● Records shown:
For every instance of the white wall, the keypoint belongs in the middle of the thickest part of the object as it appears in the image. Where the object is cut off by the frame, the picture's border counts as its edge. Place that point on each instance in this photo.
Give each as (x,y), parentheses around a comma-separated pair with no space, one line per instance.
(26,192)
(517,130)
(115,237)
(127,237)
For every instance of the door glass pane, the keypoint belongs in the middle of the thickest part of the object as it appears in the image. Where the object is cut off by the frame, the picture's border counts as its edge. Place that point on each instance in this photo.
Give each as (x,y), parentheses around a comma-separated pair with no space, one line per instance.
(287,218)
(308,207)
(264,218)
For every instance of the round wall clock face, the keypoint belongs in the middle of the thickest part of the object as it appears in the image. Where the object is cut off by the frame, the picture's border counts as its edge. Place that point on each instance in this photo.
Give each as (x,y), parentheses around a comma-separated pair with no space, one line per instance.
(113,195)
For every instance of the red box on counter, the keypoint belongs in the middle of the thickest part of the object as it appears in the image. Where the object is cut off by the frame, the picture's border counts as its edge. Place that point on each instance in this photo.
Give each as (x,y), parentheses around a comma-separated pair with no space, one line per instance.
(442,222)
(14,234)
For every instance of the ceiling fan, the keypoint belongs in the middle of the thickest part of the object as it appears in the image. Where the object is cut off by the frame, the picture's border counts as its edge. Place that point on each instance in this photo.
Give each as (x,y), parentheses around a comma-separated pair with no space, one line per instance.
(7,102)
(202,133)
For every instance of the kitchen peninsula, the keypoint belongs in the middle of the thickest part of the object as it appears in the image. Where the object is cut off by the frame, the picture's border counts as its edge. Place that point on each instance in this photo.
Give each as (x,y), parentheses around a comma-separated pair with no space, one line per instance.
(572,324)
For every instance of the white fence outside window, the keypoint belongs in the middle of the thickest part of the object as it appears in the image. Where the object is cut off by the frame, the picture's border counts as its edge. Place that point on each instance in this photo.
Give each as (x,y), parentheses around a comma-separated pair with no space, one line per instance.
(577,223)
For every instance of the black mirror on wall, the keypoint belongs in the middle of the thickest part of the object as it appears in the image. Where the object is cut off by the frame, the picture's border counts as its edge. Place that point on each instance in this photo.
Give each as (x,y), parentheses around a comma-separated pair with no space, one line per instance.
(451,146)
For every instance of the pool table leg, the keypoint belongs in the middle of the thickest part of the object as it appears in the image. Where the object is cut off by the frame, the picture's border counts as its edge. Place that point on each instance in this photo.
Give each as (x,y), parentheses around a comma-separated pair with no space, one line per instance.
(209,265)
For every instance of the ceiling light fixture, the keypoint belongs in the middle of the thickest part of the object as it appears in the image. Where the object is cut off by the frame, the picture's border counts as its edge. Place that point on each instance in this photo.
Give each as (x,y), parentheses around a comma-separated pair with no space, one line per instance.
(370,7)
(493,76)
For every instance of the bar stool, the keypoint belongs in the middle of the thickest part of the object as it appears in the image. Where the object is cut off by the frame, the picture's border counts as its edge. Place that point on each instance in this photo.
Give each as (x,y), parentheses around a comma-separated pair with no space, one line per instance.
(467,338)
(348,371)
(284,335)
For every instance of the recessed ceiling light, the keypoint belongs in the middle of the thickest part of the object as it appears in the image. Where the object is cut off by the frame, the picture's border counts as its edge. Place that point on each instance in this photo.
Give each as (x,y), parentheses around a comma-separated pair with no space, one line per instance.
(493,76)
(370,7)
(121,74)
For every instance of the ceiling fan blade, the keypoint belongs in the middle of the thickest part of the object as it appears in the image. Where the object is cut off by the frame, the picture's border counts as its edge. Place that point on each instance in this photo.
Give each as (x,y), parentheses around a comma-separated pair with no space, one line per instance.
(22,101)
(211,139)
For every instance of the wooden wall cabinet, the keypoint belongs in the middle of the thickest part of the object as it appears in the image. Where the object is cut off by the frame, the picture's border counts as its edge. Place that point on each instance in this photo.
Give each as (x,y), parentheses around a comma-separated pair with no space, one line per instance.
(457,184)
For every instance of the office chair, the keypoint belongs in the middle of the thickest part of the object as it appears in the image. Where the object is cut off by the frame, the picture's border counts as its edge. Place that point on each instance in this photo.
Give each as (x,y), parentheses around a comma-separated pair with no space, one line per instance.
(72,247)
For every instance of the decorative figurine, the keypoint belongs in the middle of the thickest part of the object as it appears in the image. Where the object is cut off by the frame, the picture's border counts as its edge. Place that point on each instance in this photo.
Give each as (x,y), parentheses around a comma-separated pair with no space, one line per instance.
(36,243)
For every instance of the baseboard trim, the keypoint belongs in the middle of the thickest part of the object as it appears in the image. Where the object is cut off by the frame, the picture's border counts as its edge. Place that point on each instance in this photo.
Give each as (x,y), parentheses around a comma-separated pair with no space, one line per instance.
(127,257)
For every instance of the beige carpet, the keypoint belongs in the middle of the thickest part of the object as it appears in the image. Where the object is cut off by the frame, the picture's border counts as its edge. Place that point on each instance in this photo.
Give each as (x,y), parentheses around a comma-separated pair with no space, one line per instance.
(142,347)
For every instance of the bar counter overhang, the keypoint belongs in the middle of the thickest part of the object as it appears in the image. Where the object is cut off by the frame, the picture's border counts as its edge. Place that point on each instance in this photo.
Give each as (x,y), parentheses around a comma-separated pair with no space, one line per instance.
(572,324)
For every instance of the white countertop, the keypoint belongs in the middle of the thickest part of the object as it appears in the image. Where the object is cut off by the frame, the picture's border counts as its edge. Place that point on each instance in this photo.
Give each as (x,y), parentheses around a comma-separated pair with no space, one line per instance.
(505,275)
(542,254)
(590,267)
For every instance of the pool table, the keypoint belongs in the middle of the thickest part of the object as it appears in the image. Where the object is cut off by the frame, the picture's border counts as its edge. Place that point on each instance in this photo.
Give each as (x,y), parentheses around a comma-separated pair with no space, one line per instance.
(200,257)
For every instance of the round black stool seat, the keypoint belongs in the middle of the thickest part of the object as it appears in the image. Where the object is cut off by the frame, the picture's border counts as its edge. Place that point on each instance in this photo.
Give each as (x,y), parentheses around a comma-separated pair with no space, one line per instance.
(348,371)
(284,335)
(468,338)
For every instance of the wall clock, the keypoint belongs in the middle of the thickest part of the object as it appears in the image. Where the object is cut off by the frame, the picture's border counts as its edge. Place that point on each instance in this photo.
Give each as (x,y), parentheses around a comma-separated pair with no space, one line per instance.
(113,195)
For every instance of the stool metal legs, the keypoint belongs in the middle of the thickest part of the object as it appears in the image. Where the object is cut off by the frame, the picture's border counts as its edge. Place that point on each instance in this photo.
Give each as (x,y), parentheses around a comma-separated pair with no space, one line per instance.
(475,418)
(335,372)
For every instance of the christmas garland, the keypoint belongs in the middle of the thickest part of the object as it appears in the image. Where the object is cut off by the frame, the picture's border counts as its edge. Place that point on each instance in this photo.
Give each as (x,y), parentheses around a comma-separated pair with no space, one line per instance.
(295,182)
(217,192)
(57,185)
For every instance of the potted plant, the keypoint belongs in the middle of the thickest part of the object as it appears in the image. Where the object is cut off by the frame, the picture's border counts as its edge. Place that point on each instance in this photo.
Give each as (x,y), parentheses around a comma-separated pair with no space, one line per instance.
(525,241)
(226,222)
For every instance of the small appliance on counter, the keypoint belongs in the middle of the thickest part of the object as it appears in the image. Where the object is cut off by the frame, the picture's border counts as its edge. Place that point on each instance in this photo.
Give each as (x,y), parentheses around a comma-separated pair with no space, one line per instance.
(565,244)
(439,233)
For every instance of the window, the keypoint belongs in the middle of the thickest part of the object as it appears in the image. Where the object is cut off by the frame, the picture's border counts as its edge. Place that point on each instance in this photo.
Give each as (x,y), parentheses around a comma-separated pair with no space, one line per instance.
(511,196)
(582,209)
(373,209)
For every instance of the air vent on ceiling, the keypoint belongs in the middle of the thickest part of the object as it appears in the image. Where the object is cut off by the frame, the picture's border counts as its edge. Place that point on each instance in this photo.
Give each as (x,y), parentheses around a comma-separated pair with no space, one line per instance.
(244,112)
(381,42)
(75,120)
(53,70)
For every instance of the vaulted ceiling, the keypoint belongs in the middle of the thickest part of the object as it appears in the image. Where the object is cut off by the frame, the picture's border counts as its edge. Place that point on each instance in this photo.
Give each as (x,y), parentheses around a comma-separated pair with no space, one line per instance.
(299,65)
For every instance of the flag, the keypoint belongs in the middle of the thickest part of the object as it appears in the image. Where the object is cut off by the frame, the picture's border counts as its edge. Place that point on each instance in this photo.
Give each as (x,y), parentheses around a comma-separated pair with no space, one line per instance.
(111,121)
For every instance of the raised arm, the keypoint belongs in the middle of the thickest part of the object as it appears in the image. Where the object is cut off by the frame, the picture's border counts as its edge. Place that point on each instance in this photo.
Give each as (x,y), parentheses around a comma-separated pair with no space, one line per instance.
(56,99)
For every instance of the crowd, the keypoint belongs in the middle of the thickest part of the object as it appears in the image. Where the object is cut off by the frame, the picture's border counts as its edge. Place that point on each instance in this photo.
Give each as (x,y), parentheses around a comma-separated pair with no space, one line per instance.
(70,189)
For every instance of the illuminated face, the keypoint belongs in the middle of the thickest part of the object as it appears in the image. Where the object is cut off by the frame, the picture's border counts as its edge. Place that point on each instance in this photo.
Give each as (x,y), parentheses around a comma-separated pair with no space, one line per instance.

● Task description: In the records above, find the line containing "For every instance of the raised"; please retype it and every line after it through the last line, exactly and with nothing else.

● Final result:
For every instance of the raised arm, the keypoint belongs in the middle of the thickest part of the object as it appears in the image. Where the object is cut off by the frame, the picture's border counts as its edge. Place that point on each instance in this photo.
Give each as (x,y), parentheses around a comma-separated pair with no space, one line per instance.
(56,99)
For every instance of the crowd, the keypoint belongs in the middle of the thickest part of the object as it appears in the image. Where the object is cut off by the frame, the picture's border counts as its edge. Place that point on each instance in this photo.
Give each as (x,y), parentheses around a comma-separated pair with no space, one line per instance.
(70,189)
For every instance of the illuminated face, the keypoint belongs in the middle of the thickest part of the object as it appears in the image. Where the object is cut off by the frame, the picture's border counts as its edge. Place that point on each instance in this photo.
Give each as (x,y), parentheses around a comma-separated pair with no space, one line per instance.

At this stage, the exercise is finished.